:: Requirement ::
Can you reproduce, word for word, the lines of the listing from the one containing "Target: green lawn" through the end of the listing?

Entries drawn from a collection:

· · ·

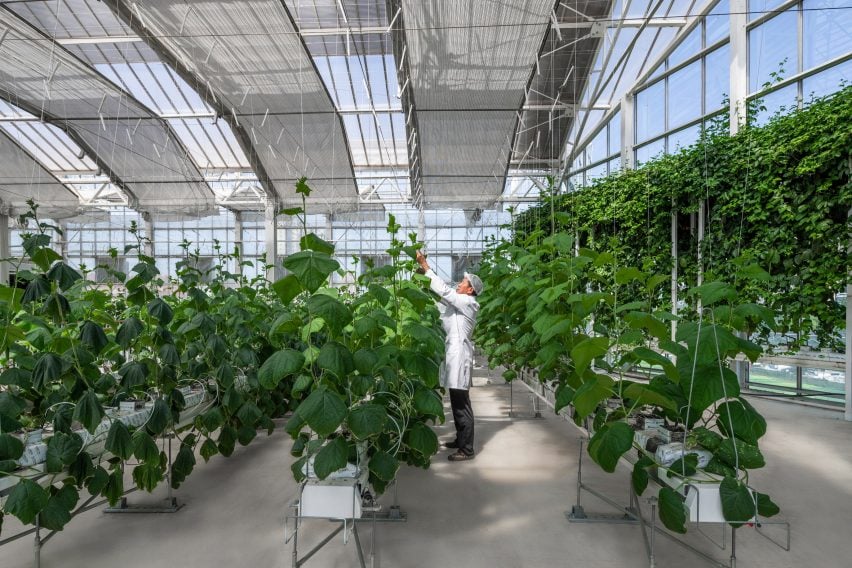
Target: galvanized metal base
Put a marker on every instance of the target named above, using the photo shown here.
(172, 506)
(578, 515)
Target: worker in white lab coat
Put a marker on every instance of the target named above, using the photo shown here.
(458, 319)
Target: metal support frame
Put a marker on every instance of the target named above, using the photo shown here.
(393, 514)
(848, 413)
(270, 225)
(39, 542)
(172, 505)
(4, 249)
(632, 514)
(739, 63)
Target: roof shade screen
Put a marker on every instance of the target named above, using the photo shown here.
(470, 63)
(249, 59)
(48, 81)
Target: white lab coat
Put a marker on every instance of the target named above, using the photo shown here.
(458, 319)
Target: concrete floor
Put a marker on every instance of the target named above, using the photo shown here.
(503, 509)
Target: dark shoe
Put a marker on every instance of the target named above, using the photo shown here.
(460, 456)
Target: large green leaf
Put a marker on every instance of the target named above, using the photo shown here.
(26, 500)
(365, 361)
(713, 292)
(160, 417)
(114, 488)
(44, 257)
(279, 365)
(367, 419)
(11, 447)
(336, 358)
(586, 351)
(417, 298)
(609, 443)
(592, 392)
(160, 310)
(765, 505)
(92, 336)
(564, 396)
(88, 411)
(133, 374)
(422, 439)
(706, 385)
(62, 450)
(651, 356)
(118, 441)
(331, 457)
(57, 512)
(642, 394)
(672, 510)
(644, 320)
(335, 313)
(311, 268)
(182, 466)
(737, 453)
(738, 418)
(312, 242)
(380, 293)
(37, 288)
(47, 369)
(421, 367)
(384, 465)
(323, 411)
(128, 331)
(738, 503)
(287, 288)
(144, 447)
(426, 335)
(639, 477)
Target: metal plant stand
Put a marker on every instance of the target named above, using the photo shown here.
(171, 506)
(393, 514)
(632, 514)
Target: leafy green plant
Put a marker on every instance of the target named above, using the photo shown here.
(358, 368)
(586, 323)
(363, 363)
(776, 196)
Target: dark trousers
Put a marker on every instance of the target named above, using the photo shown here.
(463, 418)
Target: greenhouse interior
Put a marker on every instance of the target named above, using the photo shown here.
(403, 283)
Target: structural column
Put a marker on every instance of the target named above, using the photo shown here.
(238, 237)
(4, 248)
(739, 63)
(271, 234)
(848, 377)
(627, 136)
(148, 225)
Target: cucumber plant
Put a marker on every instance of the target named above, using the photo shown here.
(583, 322)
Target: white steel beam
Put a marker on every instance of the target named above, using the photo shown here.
(738, 63)
(322, 32)
(5, 254)
(94, 40)
(626, 23)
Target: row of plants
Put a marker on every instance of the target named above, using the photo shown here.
(777, 195)
(586, 321)
(355, 368)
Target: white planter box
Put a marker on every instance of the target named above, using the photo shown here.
(701, 498)
(334, 499)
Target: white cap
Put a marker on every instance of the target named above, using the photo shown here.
(475, 282)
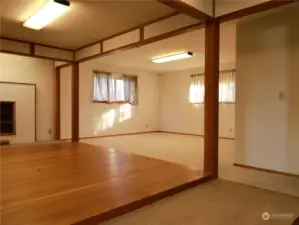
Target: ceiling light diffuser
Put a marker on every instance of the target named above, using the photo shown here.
(49, 12)
(173, 57)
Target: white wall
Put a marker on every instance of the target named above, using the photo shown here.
(40, 72)
(98, 119)
(177, 114)
(24, 98)
(267, 109)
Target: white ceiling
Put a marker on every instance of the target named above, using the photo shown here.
(87, 21)
(140, 58)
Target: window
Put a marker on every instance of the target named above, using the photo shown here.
(227, 87)
(7, 118)
(114, 88)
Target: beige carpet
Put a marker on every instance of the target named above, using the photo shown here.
(216, 203)
(188, 150)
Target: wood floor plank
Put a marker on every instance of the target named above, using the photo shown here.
(65, 183)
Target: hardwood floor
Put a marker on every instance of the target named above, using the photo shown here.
(76, 183)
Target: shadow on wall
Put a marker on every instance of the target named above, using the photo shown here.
(112, 117)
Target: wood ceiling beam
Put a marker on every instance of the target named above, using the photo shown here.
(34, 56)
(34, 43)
(32, 48)
(188, 10)
(140, 26)
(253, 9)
(146, 41)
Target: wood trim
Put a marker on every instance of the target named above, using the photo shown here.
(144, 132)
(141, 34)
(214, 7)
(75, 102)
(164, 36)
(116, 135)
(57, 103)
(266, 170)
(14, 119)
(142, 202)
(34, 43)
(114, 102)
(32, 49)
(183, 7)
(189, 134)
(35, 102)
(64, 65)
(253, 9)
(129, 30)
(211, 109)
(33, 56)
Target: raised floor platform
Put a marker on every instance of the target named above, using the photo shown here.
(76, 183)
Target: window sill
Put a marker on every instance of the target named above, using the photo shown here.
(202, 103)
(118, 102)
(8, 134)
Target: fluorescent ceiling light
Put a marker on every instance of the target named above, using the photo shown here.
(49, 12)
(173, 57)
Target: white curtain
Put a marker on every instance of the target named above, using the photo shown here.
(197, 88)
(227, 87)
(130, 89)
(100, 86)
(114, 88)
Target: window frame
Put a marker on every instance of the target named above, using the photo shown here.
(203, 74)
(13, 120)
(117, 77)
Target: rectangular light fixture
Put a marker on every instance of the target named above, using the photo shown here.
(49, 12)
(173, 57)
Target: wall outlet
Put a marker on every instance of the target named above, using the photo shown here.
(280, 95)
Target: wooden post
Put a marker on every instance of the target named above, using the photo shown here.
(211, 116)
(75, 102)
(57, 103)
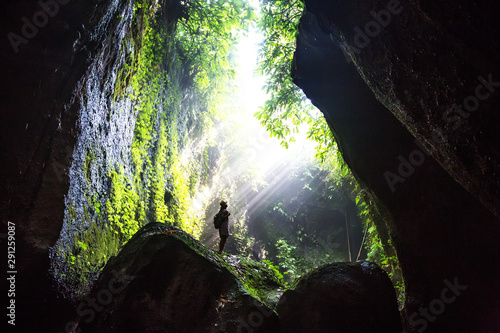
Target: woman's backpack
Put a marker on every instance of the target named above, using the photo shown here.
(217, 220)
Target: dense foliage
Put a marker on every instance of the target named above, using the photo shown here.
(287, 109)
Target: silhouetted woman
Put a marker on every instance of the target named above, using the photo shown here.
(224, 227)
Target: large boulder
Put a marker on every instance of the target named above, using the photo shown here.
(341, 297)
(165, 281)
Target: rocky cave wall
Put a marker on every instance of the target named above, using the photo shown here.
(388, 94)
(378, 98)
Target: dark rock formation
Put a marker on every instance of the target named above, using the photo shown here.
(40, 70)
(170, 283)
(341, 297)
(441, 220)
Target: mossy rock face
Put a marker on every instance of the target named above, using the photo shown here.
(165, 281)
(341, 297)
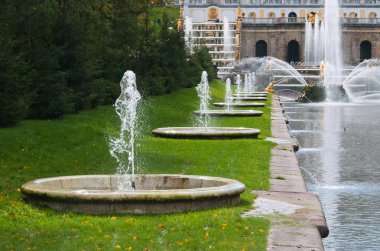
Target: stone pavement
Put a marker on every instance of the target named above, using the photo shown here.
(297, 218)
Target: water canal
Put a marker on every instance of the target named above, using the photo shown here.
(340, 159)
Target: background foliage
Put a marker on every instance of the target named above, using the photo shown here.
(62, 56)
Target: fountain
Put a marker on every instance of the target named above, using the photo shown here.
(314, 40)
(203, 94)
(126, 192)
(362, 85)
(333, 62)
(267, 70)
(228, 95)
(204, 131)
(227, 39)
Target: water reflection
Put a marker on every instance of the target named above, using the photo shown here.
(340, 159)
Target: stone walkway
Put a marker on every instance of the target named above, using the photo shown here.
(297, 218)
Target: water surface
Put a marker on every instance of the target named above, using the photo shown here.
(340, 156)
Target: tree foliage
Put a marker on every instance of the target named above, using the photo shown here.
(62, 56)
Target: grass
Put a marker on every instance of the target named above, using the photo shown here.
(77, 145)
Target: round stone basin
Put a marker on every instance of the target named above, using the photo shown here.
(154, 194)
(245, 104)
(206, 132)
(248, 98)
(251, 95)
(230, 113)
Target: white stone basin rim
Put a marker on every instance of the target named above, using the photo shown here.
(253, 93)
(154, 194)
(245, 104)
(206, 132)
(230, 113)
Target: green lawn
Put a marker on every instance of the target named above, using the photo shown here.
(77, 144)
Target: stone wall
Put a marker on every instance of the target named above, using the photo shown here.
(277, 37)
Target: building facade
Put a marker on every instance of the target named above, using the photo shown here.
(277, 27)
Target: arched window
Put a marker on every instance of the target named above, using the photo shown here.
(261, 49)
(293, 51)
(372, 15)
(252, 15)
(365, 50)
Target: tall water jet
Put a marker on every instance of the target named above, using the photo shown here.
(252, 86)
(203, 91)
(228, 97)
(228, 46)
(246, 83)
(362, 85)
(123, 147)
(333, 52)
(238, 83)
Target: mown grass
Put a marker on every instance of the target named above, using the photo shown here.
(77, 144)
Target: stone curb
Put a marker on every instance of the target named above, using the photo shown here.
(303, 228)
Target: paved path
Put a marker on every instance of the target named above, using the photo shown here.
(297, 218)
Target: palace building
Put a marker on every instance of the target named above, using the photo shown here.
(285, 29)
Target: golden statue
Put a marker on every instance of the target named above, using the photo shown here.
(311, 17)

· · ·

:: Solution to this exercise ::
Target: green lawn
Put a marker on every instance of the target named above, using the photo shown here.
(77, 144)
Target: stone wall
Put a marker on every instance of the target named above, using the photo shown here.
(277, 37)
Target: building facade
Put a marker on every instance of the target named above, using the photo shown here.
(277, 27)
Target: arched window
Put a marker on every instance of the target named above, using the photo shown here.
(261, 49)
(293, 51)
(372, 15)
(252, 15)
(365, 50)
Target: tall water jet
Put a marker on every instance of the target named above, using the photo shown here.
(252, 86)
(203, 91)
(228, 97)
(228, 46)
(246, 83)
(362, 85)
(123, 147)
(333, 52)
(238, 83)
Target: mown grass
Put a marker on every instance of the target named above, using the photo shown here.
(77, 144)
Target: stone curb
Put a marker on every instance of the target named above, using the photo shown here.
(303, 228)
Target: paved path
Put a marker on every instance of the target named above, using the photo shown here.
(297, 218)
Target: palace building
Put a marker on every instance of the target named above, using the photo shown here.
(285, 29)
Target: golden statue
Put a marker on every instance of the target named above, using the photo shown here.
(311, 17)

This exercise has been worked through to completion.